(Task instructions): Arrange as a numbered list, with blank lines left out, only the lines starting with the one containing "the snow patch" and going on through the one containing "[128, 199, 203, 253]".

(Provided data):
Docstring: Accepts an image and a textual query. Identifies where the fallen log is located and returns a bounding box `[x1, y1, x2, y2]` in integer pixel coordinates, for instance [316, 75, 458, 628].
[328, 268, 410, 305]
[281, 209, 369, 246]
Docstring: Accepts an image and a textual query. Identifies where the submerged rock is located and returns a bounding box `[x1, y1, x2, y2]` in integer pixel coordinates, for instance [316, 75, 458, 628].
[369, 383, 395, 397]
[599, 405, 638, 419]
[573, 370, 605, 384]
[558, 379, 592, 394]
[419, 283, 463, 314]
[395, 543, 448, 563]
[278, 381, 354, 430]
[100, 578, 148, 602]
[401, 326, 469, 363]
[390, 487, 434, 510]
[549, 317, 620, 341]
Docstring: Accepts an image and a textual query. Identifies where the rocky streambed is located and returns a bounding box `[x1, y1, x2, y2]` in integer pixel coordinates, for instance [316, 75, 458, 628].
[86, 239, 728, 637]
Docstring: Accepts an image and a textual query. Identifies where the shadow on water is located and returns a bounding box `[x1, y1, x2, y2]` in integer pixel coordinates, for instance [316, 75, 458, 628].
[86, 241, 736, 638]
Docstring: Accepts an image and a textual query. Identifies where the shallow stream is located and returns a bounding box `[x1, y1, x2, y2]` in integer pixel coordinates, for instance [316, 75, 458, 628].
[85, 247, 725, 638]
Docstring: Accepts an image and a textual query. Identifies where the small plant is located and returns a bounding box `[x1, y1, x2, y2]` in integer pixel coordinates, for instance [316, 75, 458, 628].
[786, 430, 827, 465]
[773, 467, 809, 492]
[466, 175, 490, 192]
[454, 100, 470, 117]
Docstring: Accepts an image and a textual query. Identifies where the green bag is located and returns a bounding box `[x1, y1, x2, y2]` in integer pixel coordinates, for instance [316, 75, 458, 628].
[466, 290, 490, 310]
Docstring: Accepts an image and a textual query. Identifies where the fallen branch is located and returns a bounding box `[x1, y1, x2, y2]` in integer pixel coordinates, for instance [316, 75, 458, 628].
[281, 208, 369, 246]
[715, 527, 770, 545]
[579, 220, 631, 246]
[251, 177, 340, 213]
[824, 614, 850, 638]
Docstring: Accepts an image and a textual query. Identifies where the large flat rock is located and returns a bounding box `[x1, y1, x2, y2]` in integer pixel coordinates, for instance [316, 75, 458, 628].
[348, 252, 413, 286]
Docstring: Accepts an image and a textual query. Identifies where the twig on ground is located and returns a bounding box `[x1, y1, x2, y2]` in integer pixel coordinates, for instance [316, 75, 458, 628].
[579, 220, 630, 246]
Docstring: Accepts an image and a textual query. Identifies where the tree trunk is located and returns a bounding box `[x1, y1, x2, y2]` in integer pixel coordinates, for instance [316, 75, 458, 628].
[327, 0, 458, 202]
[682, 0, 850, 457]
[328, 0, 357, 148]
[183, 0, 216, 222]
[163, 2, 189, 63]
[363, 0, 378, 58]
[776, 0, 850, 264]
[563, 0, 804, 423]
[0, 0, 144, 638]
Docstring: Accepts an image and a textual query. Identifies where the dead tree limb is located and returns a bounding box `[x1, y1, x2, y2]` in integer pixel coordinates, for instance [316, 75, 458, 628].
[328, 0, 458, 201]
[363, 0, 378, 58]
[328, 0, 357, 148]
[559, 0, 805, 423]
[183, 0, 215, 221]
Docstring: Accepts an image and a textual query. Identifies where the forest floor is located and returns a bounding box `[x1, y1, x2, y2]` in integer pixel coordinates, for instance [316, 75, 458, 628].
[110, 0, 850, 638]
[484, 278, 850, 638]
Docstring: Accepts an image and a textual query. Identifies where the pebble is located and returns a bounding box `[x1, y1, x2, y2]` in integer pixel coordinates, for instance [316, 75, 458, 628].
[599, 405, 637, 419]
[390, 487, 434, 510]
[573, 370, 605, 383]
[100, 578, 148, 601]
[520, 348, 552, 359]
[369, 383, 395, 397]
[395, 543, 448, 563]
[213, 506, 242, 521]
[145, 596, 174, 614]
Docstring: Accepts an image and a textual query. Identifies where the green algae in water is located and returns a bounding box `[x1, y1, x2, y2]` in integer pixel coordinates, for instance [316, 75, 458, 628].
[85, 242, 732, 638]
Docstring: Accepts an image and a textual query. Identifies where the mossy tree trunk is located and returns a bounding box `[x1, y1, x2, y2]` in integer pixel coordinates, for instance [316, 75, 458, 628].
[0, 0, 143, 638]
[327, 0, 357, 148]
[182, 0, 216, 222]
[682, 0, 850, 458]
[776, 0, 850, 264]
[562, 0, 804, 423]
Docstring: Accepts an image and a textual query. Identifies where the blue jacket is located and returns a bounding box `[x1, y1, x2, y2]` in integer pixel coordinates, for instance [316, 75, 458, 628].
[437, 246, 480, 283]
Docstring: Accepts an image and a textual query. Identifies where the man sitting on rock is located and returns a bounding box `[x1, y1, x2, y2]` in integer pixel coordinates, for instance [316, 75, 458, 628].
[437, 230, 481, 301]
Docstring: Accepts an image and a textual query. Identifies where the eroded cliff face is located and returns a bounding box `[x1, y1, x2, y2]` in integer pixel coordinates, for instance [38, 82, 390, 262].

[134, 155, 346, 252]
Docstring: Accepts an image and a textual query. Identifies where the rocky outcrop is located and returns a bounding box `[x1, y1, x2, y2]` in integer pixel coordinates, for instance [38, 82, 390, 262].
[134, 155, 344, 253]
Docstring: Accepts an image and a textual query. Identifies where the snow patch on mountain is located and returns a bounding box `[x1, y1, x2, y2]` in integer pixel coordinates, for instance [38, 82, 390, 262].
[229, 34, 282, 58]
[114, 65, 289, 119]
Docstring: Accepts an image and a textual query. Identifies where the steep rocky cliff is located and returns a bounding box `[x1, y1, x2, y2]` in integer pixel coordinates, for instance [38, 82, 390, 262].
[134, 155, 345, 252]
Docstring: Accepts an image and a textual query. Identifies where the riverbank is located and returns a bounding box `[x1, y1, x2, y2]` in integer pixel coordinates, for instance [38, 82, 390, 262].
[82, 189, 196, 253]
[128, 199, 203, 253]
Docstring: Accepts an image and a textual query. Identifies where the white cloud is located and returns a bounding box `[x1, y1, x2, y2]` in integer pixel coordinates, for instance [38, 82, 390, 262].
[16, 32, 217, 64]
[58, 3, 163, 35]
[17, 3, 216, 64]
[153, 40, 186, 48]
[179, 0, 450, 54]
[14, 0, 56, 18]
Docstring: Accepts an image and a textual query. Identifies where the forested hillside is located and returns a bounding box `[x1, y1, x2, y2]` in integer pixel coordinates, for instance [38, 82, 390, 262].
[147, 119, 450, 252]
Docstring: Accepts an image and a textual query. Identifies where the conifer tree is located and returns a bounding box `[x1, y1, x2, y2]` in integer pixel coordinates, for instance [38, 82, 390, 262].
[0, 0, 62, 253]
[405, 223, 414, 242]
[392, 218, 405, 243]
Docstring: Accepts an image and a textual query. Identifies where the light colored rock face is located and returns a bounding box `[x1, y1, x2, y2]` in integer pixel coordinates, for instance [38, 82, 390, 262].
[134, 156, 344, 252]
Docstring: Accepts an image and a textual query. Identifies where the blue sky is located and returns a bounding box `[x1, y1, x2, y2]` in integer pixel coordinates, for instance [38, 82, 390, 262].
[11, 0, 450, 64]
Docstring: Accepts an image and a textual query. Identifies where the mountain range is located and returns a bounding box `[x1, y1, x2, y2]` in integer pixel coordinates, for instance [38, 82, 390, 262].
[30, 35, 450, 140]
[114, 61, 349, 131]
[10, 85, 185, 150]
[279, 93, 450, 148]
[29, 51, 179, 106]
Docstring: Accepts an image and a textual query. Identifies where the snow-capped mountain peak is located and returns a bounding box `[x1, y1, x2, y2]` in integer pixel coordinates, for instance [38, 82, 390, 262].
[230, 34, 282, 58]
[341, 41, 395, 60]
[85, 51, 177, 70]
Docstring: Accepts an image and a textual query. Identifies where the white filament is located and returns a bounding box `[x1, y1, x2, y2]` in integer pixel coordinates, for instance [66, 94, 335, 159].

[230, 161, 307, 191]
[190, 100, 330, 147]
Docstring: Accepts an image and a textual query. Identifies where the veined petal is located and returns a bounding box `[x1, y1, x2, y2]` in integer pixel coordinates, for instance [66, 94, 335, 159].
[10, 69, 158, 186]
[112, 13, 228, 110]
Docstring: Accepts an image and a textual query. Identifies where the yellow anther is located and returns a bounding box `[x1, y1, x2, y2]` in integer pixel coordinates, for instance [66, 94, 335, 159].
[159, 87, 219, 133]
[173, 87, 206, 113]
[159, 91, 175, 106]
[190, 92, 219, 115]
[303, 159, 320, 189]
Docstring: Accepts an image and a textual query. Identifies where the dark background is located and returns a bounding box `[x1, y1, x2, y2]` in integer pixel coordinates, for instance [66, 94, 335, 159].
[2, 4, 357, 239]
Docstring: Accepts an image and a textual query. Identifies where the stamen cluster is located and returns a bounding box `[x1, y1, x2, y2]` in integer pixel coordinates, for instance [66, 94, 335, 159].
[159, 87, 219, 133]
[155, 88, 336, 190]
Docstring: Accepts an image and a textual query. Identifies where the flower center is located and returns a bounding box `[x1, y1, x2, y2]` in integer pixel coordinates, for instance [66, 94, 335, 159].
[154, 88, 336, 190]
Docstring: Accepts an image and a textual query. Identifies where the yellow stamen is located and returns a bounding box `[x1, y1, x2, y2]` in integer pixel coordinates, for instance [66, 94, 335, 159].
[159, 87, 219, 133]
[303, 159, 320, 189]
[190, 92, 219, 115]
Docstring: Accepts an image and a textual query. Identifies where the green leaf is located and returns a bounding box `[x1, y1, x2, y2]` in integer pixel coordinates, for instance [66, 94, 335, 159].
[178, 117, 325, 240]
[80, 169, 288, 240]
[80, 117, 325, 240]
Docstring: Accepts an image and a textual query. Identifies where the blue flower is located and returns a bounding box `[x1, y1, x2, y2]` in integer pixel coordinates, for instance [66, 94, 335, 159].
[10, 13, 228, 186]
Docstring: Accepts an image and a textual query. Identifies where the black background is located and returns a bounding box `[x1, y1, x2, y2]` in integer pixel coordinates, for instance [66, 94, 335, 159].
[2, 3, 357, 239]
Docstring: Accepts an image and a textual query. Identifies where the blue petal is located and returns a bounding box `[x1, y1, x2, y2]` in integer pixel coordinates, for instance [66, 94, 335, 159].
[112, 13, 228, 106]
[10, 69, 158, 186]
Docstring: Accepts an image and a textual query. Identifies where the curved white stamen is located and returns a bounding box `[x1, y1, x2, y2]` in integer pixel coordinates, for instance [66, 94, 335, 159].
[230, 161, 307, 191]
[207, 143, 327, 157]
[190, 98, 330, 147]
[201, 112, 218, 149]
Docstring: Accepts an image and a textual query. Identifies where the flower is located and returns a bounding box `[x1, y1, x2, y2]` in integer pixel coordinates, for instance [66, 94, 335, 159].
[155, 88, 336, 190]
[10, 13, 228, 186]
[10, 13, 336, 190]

(Response):
1. Docstring: Accepts an image and a textual query. Identifies where the snow patch on mountain is located and returns a bounding box `[x1, y1, x2, y2]` in integer pixel coordinates, for instance [38, 82, 390, 262].
2. [229, 34, 282, 58]
3. [114, 65, 289, 119]
4. Docstring: Accepts an image and a textual query. Identifies where the steep rocky cliff is located and returns a bounding box `[x1, y1, x2, y2]` in integer pixel coordinates, for instance [38, 82, 390, 262].
5. [134, 155, 345, 252]
6. Docstring: Accepts an image and a textual query. Identifies where the riverbank is located and returns a bounding box `[x1, y1, x2, y2]` in integer pixel coordinates, for instance [38, 82, 390, 262].
7. [82, 189, 196, 253]
8. [128, 199, 203, 253]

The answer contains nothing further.